-- Input follows --

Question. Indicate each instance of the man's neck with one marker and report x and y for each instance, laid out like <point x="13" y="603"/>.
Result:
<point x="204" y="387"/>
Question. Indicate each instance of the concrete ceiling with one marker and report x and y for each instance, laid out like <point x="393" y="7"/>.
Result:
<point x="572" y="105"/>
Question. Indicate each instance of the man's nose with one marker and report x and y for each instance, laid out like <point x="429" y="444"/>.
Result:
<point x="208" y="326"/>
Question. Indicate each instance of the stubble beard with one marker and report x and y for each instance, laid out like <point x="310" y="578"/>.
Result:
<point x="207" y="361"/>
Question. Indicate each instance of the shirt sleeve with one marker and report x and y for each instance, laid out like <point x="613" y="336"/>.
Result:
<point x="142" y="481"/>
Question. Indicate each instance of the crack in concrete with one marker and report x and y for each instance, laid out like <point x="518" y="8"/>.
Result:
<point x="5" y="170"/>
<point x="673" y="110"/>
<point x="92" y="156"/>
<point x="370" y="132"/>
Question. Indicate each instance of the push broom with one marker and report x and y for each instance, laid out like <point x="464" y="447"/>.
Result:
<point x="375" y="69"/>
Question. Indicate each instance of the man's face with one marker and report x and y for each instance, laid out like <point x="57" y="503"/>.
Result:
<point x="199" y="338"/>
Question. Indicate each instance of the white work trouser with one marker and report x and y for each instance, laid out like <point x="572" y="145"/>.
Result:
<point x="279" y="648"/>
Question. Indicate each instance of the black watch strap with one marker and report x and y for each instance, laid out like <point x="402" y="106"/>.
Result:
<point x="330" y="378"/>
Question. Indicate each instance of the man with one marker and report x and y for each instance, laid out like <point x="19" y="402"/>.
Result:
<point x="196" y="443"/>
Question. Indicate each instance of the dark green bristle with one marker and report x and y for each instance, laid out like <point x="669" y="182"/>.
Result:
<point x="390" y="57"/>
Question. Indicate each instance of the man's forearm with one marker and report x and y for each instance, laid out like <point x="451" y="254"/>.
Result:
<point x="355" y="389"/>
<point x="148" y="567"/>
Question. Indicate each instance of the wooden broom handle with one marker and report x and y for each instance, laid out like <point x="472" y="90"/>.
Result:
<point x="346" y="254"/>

-- Input concluded --

**The task:**
Lines from the one containing "Question. Indicate each instance of the man with" through the last line of the records, both included, are the only ones to print, each exactly as it is.

**Written answer:**
Question. Indicate each instance of the man with one marker and report x and y for each instance, laid out like <point x="19" y="402"/>.
Result:
<point x="196" y="443"/>
Question. Indicate each instance of the dark green bristle with one marker and report x and y for each instance, laid out like <point x="669" y="182"/>.
Result:
<point x="390" y="57"/>
Question. Indicate each instance of the man's forearm with one marker and report x and y for each instance, laid out like <point x="451" y="254"/>.
Result:
<point x="355" y="389"/>
<point x="148" y="567"/>
Question. Indicate each instance of the wooden broom handle with one marker and report x and y for each instance, laid out like <point x="472" y="90"/>.
Result:
<point x="346" y="254"/>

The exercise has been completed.